● Task:
Copy every one of the records below word for word, keeping each line unchanged.
----------
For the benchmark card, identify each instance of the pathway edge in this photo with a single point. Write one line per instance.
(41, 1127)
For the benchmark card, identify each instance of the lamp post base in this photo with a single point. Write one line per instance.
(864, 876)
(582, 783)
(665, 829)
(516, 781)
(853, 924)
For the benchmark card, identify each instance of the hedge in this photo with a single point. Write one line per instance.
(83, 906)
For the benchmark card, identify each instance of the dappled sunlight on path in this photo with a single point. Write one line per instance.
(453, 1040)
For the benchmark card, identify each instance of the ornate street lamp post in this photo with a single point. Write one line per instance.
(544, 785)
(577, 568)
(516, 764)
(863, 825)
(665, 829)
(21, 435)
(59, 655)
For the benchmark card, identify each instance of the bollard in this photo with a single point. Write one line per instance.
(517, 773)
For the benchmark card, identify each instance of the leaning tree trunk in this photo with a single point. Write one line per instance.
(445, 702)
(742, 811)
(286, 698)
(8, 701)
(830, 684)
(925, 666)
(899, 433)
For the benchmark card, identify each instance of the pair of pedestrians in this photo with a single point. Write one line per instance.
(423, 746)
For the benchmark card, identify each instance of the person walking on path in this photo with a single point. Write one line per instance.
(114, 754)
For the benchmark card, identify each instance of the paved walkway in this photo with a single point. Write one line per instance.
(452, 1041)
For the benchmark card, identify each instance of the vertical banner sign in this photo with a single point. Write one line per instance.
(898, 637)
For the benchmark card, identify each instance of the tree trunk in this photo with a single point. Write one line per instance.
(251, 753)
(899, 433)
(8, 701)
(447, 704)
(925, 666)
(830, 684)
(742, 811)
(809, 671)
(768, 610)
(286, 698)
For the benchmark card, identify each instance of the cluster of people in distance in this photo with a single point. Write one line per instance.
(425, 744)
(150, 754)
----------
● Task response:
For the benchmark card, identify each instance of the pathway edge in this photo with a single point. Write one line per instance.
(41, 1127)
For the benchmark card, identify each instance of the lamp post base in this photo with a single point. Write one line per instance.
(864, 876)
(582, 783)
(665, 829)
(516, 781)
(853, 924)
For the benchmark card, identify each instance of the hedge in this photo with a single point. Write one line per instance.
(83, 906)
For the benchmark card, identify each instance of the dappled sunlight on path in this photo with a single point. Write one line per instance.
(453, 1040)
For the benchmark card, identify each instance of the ornate street lamp post in this photo with a single point. Write one line per instance.
(544, 785)
(577, 568)
(516, 764)
(863, 825)
(665, 829)
(21, 435)
(59, 655)
For the benchmark card, identify each instance of the bollard in this photo with a single point. Write one line per instance.
(517, 773)
For the benchmark card, identify each instance of the leaning tree trunk in this photo with a single point. Write one line per instance.
(445, 702)
(742, 811)
(286, 698)
(8, 701)
(830, 684)
(925, 666)
(899, 433)
For the benchmark card, identify each instance of the pair of pedestrians in this photo with a single point. Write one line per instance.
(423, 746)
For the benchmark card, identify each instance of the person walking on path in this photo with a single point. Write one line per instance.
(114, 754)
For the benchmark card, identify each instance of the paved walkway in this photo with a single point. Write one line per instance.
(452, 1041)
For the benchmark card, identify each instance of the vertical banner sign in this photo with a single point. Write one line per instance.
(898, 637)
For the benchmark card, identify each instance of the tree trunk in this photo with a single point. Write one line per instance.
(251, 753)
(899, 433)
(8, 701)
(447, 704)
(925, 666)
(830, 684)
(742, 811)
(809, 671)
(768, 610)
(286, 698)
For the benchmark card, identify each instance of the cluster of people in distance in this photo with a single point. Write one line per instance.
(425, 744)
(150, 754)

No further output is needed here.